Design of GraphScope#
Real-life graph computation applications are often more complex than the workloads we’ve seen so far, which highlights the need for a flexible and intelligent design for the graph processing system. In this section, we will introduce the modular design of GraphScope and how it addresses the diverse needs of graph computation workloads.
As graph data and its applications continue to grow rapidly, numerous graph processing systems have been developed. However, existing systems often focus on a specific type of graph computation, while real-world scenarios frequently require tools or systems that can handle various graph computations. For instance, in e-commerce platforms, some sellers and buyers may engage in fraudulent transactions and reviews collaboratively to boost their ratings and rankings. In practice, all users and transactions can be represented as a large-scale graph containing vertices such as buyers, sellers, and items, and edges representing buying, selling, or reviewing relationships.
To identify suspicious users and transactions in the transaction graph, an anti-fraud workflow may include the following steps:
Construct the graph using a data-parallel system from external storage.
Apply mining algorithms like k-clique or k-core to extract suspicious patterns.
Use a label propagation algorithm to identify potential fraudulent vertices.
Perform k-hop neighborhood sampling for each vertex using a Graph Neural Network (GNN) and feed the results into a deep learning framework (e.g., TensorFlow) for fraud prediction based on a GNN model.

### WHAT THE EXERCISE ASKS
Answer from the GraphScope extract:
(a) In the e-commerce graph, which kinds of vertices appear?
(b) Which mining algorithms are named for extracting suspicious patterns?
(c) What deep learning framework is offered as an example?
Rely only on the GraphScope extract.

### DATA BLOCK
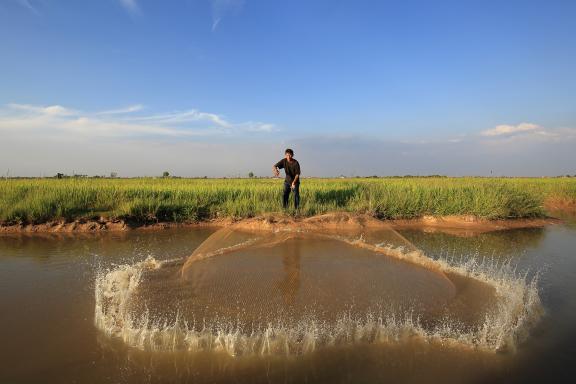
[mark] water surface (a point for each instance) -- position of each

### CORRECT ANSWER
(a) Buyers, sellers, and items.
(b) k-clique or k-core.
(c) TensorFlow.